-- DATA FOR THE TASK follows --

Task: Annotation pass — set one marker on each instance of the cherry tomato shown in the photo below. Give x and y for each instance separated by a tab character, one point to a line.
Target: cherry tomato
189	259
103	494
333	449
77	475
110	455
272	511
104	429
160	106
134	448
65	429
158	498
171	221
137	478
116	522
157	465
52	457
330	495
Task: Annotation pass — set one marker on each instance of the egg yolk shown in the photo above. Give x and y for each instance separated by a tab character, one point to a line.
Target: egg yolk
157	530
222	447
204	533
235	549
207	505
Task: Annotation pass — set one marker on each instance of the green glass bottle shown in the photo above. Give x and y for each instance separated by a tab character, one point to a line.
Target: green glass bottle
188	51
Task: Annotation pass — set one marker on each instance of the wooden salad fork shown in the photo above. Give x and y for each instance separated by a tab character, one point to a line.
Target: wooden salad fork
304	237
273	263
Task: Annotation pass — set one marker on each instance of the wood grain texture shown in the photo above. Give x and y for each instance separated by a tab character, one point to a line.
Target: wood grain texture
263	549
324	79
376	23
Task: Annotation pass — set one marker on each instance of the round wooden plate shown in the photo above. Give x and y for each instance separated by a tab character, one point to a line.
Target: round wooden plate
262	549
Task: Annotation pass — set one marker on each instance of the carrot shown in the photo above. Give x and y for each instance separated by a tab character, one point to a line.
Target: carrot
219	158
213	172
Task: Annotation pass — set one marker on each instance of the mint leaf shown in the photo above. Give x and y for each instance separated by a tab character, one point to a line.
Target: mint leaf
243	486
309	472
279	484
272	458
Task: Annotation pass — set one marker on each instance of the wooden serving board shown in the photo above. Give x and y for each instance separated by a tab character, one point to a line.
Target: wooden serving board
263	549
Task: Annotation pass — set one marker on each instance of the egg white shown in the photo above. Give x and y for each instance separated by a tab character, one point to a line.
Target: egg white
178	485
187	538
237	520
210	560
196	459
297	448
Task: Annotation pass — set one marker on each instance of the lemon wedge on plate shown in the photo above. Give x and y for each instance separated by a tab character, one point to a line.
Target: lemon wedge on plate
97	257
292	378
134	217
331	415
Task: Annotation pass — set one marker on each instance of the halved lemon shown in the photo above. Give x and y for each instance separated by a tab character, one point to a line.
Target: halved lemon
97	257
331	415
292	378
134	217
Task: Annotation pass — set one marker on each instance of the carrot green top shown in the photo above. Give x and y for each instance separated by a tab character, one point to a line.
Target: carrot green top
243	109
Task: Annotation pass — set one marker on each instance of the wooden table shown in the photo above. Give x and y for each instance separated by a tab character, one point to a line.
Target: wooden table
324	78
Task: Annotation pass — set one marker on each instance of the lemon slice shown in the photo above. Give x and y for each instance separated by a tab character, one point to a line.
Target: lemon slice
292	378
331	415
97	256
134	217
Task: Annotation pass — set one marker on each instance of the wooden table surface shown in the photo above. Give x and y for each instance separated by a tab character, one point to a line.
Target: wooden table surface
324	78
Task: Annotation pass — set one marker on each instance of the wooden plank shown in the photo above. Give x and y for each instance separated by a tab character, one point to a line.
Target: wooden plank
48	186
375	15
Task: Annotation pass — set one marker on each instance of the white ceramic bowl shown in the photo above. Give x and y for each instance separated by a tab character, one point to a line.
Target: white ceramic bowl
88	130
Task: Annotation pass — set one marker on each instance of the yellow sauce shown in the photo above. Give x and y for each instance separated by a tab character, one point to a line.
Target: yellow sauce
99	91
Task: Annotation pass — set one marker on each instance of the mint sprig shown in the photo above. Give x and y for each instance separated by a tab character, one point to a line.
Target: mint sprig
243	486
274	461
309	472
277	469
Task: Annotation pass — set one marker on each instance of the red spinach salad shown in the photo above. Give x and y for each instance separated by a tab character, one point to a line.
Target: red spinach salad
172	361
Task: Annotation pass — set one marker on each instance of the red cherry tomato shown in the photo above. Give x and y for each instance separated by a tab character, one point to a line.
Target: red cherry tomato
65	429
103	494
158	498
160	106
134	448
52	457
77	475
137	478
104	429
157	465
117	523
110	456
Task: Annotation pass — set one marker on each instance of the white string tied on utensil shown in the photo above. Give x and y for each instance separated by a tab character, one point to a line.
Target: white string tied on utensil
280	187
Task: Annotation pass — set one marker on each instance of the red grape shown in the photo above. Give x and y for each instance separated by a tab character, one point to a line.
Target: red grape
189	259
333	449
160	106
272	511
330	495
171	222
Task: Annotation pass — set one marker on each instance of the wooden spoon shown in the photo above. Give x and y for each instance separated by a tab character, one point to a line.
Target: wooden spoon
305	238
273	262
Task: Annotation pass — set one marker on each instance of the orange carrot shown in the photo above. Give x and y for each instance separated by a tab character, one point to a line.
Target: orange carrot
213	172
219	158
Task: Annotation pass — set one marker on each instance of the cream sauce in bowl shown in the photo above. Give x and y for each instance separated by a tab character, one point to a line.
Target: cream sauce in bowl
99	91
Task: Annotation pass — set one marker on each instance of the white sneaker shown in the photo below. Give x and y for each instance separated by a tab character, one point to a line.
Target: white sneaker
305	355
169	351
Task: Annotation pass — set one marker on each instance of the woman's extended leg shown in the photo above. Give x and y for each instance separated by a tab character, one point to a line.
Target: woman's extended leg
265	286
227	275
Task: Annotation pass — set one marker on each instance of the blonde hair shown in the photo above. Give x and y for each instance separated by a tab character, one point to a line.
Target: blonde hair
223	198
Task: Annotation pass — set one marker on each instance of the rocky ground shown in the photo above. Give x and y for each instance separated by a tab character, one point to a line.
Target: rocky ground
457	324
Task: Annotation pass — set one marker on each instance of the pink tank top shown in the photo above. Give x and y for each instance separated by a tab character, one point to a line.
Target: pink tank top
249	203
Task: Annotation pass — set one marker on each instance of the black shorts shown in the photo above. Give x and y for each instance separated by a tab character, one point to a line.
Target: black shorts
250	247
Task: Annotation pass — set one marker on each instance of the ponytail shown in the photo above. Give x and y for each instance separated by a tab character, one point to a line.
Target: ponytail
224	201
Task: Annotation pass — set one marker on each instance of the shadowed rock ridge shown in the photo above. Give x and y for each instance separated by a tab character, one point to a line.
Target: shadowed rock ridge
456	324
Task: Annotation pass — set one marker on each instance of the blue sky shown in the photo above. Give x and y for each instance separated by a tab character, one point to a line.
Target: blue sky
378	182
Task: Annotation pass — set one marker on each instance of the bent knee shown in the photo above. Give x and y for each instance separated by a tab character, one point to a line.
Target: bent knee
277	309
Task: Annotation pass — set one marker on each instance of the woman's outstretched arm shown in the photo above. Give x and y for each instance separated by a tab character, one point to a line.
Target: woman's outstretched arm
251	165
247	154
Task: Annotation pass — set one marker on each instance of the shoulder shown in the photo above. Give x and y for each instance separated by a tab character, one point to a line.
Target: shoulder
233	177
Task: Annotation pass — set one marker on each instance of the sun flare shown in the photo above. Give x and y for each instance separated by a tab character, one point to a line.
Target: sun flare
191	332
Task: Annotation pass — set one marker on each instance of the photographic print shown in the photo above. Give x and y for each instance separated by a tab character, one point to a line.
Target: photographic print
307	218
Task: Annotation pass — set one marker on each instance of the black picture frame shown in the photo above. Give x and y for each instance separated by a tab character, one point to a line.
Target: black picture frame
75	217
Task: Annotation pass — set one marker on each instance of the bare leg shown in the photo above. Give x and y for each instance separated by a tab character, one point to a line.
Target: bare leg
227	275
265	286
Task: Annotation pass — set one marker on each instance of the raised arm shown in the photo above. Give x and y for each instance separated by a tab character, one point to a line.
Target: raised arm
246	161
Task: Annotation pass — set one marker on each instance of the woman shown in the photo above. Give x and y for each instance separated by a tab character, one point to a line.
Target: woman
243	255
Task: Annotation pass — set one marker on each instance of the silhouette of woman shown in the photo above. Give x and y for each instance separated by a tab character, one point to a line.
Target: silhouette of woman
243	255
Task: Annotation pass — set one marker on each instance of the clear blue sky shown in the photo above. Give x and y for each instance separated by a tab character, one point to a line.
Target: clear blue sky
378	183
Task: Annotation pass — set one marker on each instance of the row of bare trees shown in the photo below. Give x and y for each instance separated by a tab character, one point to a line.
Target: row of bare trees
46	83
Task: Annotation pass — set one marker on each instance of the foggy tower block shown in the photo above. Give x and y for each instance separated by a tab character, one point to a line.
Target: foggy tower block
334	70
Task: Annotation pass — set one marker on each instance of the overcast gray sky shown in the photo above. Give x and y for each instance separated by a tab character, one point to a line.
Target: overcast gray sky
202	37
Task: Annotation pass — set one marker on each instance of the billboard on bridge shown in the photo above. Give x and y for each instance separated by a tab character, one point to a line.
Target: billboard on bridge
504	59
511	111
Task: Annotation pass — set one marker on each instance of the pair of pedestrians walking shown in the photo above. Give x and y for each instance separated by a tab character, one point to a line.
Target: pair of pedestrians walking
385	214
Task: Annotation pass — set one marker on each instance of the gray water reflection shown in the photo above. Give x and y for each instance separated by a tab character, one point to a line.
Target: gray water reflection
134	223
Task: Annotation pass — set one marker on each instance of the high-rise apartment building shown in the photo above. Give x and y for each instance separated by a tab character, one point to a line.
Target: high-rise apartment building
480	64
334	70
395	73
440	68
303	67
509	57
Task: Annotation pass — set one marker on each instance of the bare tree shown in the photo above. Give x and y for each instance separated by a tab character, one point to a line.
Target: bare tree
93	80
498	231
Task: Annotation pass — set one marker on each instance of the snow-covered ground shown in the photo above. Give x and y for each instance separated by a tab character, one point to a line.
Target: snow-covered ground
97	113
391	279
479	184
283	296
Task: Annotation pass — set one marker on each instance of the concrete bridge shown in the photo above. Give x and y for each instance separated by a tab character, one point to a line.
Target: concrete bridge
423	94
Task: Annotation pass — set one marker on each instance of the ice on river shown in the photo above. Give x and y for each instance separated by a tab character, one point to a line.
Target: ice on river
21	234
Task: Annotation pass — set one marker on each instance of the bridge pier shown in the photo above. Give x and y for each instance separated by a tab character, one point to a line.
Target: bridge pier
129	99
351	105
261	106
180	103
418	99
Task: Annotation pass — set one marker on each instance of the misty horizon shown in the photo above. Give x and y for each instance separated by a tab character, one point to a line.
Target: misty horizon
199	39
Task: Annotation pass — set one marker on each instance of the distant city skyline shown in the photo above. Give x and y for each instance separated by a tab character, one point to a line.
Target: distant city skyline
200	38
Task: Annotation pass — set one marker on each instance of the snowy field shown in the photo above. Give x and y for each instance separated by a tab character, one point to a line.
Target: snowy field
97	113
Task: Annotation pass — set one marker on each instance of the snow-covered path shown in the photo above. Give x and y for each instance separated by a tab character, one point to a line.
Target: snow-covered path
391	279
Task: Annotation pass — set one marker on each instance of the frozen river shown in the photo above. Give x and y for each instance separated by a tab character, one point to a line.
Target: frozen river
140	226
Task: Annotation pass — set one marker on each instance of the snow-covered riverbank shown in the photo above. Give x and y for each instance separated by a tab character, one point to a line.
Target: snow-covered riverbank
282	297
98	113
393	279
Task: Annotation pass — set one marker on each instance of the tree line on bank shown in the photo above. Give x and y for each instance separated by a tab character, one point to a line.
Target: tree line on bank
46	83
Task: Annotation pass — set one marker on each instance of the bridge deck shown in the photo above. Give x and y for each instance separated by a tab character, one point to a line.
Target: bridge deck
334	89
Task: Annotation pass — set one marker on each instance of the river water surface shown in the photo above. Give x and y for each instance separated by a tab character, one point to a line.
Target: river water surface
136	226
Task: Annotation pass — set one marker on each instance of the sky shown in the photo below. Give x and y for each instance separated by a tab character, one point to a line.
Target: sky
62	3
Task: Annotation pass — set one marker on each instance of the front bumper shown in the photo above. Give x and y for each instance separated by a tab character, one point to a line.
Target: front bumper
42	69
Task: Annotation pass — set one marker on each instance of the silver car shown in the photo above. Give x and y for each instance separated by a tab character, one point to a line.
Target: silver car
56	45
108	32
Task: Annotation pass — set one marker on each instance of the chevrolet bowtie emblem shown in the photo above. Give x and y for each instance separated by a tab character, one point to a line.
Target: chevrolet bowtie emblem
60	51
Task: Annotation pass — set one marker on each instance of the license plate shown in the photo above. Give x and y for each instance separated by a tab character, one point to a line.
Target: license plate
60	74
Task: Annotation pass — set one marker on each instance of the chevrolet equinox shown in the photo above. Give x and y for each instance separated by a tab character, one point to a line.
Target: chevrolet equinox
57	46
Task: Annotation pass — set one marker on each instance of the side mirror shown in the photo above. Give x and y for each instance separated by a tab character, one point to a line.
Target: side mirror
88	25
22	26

-- DATA FOR THE TASK concluded --

■ THE PROBLEM:
Could you filter the entries above for lines holding the string "below" and copy them?

■ EXERCISE RESULT:
Task: Annotation pass — set one marker on each instance of the cherry tomato shown in the photo below. Give x and y for each instance separated by a tab character, one point to a line.
Task: Annotation pass — set one marker on each instance of the white sneaker shown in the photo below. Give x and y for each instance separated by a tab character, one point to a line.
Task: Annotation pass — set one marker on each instance of the row of bare trees shown in the photo below. Give x and y for each instance separated by a tab character, one point to a line.
Task: Annotation pass — set one marker on each instance of the sky shown in the photo below. Give x and y for each instance separated by a tab character, one point to a line.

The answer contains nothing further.